◆ EXCERPT
--- START ---

However, due to the demonstrated unreliability of those assets recently, such a failure is possible but unlikely. But even that risk is being ameliorated by the month as more renewables come online and power system management improves.
This is not to suggest that there is not a lot of work to be done as the power system transitions, but simply to state that we are not at panic stations and the transition is manageable. After all, the UK went from 43% coal in 2012 to 2% last year, while nuclear also declined.
Germany, with far less diverse grid less wind and sunlight, already generates more energy from wind and solar than the entire production from all sources in Australia, and this year it will reach almost 50% renewables.
The transition can be managed.

--- END ---

◆ SUPPLIED RECORDS
--- START ---

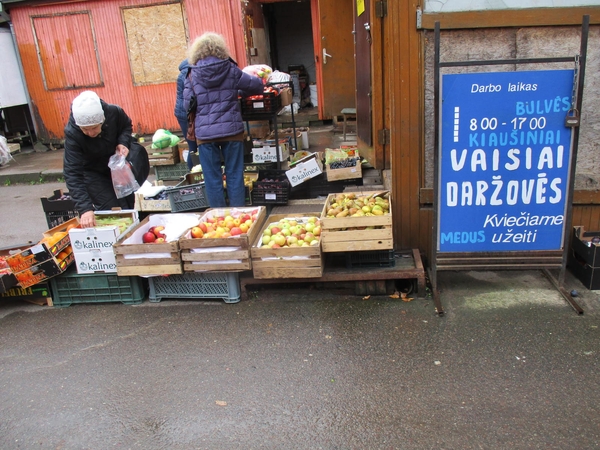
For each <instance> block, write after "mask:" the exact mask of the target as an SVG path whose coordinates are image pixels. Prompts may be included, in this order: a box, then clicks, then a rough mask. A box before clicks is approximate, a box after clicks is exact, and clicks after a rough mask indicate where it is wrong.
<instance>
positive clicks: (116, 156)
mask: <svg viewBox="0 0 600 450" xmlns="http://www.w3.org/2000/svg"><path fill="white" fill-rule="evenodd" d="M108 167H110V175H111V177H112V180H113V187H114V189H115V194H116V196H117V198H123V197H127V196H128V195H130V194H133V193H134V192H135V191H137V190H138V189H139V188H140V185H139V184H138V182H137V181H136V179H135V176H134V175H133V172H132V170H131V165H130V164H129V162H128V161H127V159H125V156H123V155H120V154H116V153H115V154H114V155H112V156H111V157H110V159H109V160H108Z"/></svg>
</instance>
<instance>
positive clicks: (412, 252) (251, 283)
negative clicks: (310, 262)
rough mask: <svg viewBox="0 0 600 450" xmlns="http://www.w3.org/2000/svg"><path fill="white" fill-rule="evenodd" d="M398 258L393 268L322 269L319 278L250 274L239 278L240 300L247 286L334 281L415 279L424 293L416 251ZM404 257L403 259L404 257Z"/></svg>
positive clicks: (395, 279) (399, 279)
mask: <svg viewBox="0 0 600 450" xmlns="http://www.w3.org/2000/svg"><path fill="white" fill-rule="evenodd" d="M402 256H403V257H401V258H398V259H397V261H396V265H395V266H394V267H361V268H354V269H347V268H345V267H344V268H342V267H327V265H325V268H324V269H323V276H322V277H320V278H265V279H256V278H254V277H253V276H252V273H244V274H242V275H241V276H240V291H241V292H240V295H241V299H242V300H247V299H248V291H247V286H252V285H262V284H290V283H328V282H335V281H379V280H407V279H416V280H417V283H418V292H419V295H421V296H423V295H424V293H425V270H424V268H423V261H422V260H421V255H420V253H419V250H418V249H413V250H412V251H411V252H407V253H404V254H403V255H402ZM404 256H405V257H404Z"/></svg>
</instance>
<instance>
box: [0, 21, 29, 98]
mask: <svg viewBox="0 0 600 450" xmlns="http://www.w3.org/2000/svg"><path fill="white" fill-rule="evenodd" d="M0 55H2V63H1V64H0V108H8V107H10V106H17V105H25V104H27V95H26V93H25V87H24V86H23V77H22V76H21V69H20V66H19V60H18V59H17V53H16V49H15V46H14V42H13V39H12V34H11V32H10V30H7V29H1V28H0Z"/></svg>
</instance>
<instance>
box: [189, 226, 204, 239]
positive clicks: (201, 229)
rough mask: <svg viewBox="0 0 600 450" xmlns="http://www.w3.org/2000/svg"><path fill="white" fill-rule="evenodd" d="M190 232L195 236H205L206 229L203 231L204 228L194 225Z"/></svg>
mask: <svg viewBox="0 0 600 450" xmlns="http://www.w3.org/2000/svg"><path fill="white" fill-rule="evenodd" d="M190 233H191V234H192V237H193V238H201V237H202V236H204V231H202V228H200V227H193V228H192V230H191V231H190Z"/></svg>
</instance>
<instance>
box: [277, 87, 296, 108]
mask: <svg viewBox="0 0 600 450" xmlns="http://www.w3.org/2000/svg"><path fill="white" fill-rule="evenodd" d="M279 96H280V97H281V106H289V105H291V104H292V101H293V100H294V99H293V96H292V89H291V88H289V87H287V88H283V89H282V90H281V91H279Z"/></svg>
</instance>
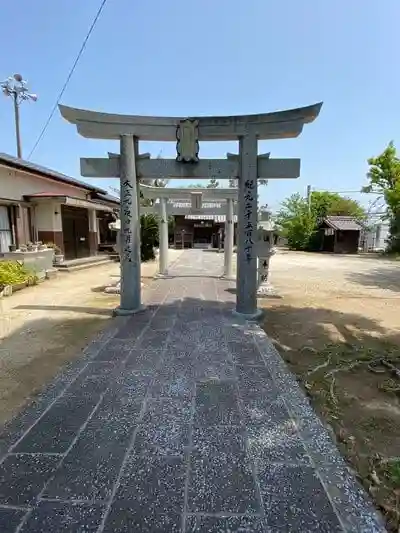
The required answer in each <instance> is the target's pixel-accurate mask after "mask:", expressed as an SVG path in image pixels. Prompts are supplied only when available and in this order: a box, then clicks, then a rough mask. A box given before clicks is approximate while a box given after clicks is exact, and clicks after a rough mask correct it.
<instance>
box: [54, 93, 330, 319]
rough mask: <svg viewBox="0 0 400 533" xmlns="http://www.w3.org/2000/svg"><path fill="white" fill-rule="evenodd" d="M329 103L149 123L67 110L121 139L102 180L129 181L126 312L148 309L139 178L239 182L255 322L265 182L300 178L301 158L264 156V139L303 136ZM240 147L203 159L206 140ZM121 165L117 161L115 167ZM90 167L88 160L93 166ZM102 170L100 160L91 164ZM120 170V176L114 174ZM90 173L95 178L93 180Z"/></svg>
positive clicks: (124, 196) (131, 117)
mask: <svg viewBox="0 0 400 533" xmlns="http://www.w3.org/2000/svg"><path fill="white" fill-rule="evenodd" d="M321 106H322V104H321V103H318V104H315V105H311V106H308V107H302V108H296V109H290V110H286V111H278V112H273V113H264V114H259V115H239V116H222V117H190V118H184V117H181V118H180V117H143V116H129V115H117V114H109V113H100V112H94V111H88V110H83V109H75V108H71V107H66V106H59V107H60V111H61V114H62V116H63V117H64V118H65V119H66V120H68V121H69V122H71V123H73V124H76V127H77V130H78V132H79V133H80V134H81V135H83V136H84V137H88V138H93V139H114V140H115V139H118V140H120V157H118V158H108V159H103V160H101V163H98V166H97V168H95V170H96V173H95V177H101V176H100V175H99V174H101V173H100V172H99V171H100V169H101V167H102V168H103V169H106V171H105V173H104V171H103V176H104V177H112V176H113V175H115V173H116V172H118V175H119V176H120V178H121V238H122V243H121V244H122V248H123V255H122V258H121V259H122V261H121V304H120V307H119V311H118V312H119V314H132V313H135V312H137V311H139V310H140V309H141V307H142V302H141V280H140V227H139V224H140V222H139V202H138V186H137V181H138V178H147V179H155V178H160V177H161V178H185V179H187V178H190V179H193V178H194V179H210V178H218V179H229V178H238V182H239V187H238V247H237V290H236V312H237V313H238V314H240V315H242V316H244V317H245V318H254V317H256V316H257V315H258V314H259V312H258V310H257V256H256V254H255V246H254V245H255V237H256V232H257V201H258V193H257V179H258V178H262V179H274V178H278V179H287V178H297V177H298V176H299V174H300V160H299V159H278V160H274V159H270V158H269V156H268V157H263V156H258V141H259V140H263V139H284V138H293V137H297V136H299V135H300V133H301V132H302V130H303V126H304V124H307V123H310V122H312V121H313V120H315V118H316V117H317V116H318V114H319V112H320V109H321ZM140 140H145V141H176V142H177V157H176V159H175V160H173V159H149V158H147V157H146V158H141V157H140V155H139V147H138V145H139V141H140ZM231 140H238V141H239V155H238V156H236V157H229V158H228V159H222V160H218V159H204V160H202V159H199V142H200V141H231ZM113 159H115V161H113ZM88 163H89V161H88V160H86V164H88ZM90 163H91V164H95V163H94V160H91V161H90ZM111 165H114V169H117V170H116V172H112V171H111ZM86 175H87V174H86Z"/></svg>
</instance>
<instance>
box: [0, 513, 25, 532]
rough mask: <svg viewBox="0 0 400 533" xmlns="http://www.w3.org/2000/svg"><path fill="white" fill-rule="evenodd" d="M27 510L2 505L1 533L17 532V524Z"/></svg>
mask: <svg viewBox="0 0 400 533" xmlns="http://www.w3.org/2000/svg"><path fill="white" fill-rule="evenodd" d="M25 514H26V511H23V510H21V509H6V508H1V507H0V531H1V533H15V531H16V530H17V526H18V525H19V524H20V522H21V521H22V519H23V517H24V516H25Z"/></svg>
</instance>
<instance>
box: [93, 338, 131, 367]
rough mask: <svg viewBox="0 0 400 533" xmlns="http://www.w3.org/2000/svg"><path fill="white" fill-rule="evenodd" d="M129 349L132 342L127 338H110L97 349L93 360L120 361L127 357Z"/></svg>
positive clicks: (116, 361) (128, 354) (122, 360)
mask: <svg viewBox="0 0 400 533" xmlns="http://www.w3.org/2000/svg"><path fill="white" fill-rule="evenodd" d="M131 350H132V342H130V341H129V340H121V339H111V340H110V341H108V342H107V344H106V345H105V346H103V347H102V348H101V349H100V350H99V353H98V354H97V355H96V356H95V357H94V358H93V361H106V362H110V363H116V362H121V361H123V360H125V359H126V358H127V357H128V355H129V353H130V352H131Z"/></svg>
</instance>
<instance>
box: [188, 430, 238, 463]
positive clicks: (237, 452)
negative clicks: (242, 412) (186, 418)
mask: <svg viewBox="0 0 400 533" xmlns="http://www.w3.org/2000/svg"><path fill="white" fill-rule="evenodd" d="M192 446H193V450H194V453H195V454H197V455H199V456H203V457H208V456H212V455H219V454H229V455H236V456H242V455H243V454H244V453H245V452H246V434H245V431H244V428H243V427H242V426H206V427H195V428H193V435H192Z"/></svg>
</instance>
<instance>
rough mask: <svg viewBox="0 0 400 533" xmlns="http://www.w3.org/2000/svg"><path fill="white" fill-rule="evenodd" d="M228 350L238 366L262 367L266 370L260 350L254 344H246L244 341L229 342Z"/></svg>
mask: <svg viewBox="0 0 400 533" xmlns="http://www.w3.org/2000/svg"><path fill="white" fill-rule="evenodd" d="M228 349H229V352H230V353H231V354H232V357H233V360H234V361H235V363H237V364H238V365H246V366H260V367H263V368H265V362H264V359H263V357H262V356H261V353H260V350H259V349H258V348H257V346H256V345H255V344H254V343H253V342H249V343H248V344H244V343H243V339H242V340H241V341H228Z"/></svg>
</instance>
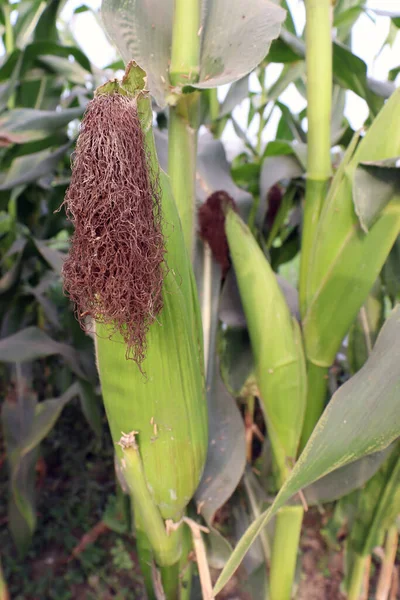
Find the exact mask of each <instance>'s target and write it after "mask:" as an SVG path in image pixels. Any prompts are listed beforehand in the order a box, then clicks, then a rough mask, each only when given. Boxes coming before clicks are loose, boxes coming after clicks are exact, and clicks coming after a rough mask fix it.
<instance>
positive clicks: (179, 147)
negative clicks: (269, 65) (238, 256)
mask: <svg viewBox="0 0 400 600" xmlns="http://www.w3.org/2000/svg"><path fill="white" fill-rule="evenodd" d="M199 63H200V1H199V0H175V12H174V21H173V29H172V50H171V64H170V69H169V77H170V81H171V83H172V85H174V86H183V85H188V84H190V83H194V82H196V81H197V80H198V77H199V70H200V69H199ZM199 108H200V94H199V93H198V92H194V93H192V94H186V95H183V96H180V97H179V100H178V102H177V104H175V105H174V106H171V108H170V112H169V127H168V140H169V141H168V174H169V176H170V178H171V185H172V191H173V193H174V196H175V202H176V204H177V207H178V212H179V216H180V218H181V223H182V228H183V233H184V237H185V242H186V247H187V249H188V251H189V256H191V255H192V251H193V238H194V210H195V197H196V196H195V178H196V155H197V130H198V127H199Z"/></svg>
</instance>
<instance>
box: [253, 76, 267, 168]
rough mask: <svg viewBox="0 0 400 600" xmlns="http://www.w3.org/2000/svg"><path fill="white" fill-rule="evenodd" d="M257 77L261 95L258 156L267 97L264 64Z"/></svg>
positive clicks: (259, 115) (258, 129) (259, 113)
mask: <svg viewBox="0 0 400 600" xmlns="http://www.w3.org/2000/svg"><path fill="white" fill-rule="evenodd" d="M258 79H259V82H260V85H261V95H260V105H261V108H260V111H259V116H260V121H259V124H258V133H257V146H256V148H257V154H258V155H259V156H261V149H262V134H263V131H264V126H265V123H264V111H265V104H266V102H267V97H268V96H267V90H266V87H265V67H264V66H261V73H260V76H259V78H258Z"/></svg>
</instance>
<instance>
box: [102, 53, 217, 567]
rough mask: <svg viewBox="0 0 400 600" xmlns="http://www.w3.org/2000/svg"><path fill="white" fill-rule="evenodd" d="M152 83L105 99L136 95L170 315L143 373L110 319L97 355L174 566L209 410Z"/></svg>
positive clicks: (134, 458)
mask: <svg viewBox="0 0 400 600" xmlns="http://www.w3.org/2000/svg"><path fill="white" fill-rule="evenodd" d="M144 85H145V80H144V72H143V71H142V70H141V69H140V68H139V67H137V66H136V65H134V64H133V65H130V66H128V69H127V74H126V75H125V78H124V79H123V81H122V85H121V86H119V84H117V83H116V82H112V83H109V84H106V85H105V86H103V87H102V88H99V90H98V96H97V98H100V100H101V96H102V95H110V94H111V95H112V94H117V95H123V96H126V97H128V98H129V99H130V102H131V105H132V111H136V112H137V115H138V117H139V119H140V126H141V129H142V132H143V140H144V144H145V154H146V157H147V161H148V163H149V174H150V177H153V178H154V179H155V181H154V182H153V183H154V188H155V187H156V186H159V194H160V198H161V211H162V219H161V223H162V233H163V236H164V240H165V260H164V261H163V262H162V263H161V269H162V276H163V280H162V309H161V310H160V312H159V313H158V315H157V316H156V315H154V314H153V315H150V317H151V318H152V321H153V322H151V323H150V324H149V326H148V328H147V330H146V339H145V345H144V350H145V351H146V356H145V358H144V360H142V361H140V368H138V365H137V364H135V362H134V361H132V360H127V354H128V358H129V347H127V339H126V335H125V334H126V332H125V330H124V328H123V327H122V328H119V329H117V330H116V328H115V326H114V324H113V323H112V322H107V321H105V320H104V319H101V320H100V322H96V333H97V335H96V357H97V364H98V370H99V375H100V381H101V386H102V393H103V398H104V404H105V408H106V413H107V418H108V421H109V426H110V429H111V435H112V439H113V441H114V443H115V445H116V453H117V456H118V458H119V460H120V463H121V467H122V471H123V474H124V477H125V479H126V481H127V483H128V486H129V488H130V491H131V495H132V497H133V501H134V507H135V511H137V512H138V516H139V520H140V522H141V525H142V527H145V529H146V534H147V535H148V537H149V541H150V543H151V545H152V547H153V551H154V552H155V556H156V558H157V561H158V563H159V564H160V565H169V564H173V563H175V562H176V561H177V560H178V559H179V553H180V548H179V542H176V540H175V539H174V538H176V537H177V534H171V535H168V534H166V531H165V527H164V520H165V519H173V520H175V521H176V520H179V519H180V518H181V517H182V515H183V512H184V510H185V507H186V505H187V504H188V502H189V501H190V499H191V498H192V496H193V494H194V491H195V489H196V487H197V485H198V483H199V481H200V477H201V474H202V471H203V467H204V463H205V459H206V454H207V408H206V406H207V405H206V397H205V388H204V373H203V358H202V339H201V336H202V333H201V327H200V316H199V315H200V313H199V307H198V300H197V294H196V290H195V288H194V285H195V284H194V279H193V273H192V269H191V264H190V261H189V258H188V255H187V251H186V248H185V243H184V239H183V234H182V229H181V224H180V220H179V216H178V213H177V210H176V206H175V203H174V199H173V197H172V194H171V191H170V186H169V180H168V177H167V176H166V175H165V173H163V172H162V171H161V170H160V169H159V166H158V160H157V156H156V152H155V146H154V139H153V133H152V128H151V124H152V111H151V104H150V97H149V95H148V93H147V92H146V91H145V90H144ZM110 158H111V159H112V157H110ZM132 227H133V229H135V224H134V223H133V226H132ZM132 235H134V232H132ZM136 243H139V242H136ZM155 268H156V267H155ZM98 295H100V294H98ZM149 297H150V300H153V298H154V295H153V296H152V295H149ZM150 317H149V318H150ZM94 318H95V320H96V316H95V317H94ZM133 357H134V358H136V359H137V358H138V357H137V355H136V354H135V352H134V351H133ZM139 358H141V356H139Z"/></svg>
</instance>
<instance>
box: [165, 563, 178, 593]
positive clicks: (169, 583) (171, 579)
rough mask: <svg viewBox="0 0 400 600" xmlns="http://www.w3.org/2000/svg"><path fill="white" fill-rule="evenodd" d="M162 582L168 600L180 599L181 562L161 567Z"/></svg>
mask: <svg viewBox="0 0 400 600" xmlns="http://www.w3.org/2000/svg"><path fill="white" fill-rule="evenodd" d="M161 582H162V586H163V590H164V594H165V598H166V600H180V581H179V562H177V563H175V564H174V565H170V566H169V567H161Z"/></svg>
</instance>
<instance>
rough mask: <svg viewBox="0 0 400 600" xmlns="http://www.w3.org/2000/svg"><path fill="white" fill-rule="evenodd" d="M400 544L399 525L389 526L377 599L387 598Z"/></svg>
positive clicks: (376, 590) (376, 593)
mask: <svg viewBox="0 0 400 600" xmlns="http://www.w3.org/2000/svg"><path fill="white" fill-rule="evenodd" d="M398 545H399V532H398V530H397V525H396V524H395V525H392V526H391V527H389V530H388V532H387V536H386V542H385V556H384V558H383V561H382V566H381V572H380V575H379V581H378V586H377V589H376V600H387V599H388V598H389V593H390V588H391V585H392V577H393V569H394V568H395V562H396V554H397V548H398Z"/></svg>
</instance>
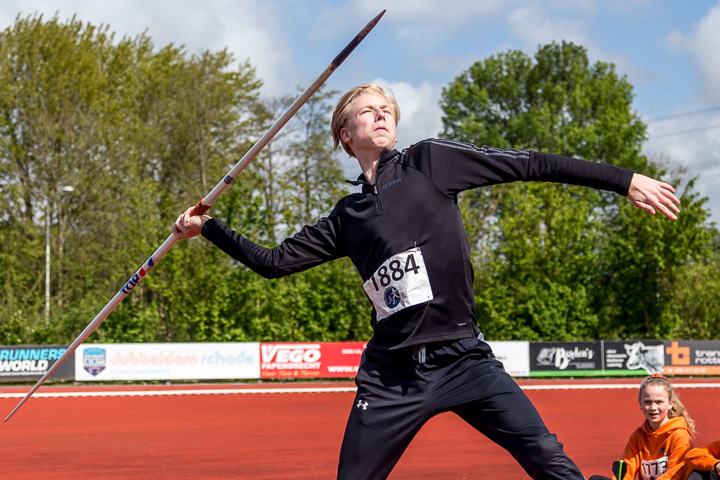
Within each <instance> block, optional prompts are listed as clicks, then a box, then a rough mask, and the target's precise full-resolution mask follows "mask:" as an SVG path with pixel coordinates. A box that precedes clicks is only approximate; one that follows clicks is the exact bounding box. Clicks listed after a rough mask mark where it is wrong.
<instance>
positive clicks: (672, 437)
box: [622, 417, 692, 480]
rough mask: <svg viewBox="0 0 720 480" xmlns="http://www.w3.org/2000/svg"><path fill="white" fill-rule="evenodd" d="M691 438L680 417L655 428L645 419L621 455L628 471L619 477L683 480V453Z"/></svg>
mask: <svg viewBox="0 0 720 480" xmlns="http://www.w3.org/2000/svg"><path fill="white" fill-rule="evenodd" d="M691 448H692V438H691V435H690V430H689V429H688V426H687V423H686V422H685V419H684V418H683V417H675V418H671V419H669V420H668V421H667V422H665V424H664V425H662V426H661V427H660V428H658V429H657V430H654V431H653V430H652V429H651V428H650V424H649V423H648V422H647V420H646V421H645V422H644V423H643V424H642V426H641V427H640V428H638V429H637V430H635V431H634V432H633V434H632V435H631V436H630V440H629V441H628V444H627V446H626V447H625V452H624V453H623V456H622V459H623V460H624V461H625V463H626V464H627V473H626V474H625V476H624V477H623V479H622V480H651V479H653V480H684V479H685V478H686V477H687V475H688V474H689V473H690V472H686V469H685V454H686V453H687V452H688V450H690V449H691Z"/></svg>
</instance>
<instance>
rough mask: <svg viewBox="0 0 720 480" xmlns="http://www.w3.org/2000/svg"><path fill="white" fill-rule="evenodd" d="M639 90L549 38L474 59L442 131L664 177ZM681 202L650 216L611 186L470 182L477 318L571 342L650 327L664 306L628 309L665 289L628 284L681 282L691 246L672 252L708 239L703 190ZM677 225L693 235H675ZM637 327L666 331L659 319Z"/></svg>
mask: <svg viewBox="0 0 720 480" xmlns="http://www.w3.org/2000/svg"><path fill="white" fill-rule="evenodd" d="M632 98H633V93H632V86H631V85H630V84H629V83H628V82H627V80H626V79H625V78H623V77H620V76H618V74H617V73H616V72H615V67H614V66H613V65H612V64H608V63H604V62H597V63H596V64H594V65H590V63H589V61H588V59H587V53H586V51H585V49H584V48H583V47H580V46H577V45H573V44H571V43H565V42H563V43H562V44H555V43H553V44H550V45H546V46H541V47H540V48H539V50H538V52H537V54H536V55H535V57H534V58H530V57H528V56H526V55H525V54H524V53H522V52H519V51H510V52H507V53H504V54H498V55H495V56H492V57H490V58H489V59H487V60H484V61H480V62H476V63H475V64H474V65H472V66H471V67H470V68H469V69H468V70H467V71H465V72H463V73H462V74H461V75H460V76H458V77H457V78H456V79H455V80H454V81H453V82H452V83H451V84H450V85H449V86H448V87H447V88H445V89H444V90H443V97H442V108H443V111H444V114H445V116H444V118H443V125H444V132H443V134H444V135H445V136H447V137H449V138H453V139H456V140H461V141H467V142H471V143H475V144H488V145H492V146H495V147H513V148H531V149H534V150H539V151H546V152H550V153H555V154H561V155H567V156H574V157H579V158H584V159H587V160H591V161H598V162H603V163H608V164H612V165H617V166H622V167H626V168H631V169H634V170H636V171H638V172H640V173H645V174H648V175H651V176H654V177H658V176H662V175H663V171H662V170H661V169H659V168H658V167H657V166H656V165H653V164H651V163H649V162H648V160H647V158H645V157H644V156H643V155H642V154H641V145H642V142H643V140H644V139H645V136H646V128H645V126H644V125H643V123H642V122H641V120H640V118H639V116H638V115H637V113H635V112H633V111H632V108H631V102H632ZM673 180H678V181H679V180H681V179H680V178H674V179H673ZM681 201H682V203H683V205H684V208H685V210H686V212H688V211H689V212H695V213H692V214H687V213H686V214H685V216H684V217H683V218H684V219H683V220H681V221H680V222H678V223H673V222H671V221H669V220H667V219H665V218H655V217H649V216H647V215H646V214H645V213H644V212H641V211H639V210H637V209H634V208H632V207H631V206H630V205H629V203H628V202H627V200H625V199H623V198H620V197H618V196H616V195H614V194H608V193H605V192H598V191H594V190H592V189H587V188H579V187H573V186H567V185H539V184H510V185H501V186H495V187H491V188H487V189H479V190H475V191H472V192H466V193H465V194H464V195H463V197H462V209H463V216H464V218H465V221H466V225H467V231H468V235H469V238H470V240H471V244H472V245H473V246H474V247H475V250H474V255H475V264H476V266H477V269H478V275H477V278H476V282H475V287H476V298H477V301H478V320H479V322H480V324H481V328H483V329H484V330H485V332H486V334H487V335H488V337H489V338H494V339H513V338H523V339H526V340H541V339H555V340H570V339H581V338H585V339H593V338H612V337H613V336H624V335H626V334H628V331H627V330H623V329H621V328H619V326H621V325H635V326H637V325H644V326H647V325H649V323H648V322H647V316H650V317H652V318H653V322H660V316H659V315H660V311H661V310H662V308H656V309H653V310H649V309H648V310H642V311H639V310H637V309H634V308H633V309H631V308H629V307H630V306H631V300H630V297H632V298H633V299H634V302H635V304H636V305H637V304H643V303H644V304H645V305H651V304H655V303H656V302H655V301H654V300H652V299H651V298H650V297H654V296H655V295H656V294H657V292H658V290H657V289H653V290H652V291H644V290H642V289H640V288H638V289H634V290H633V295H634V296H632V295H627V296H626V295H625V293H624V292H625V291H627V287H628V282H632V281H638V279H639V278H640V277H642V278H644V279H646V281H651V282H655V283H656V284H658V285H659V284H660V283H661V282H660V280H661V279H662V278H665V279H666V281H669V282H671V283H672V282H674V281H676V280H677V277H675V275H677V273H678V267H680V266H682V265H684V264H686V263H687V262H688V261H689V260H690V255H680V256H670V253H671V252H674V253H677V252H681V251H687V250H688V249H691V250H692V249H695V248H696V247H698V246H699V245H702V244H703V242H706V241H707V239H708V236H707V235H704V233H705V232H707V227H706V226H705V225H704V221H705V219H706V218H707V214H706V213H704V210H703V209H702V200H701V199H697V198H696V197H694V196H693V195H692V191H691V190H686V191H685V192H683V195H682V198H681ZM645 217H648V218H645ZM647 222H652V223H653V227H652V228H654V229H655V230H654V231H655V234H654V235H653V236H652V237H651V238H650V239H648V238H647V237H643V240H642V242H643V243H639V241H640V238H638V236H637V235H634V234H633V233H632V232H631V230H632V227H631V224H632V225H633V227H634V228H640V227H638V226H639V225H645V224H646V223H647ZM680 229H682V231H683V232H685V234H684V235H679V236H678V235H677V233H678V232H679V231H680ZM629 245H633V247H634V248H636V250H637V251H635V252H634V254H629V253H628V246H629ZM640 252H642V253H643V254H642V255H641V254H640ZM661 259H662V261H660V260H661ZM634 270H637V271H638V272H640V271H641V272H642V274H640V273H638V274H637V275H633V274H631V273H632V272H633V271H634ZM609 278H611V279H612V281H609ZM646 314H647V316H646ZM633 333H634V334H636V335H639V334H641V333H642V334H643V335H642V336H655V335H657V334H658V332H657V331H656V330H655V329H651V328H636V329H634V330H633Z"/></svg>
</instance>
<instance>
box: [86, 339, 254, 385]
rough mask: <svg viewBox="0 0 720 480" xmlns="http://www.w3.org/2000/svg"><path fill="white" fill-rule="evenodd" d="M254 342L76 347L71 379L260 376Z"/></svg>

--- END ---

◆ WHAT THE EXERCISE ASKS
Write a continuation of the excerpt on managing the power system's shift to renewables, starting after its last sentence. The lines are separate material, unrelated to the excerpt about the energy transition.

◆ RESPONSE TO THIS EXERCISE
In our case an indirect indicator of the adequacy of the system is the rapid fall in Victorian spot prices from $91/MWh in December 2018 to $61 in December 2019 and from $146 in January 2019 to $83 so far this January [i] .
In conclusion, the Victorian grid is already much more resilient that most commentators claim or foresaw.
The ongoing additions of wind, solar and small amounts of storage and minor strengthening of transmission and improvement in operating procedures will only further improve the system.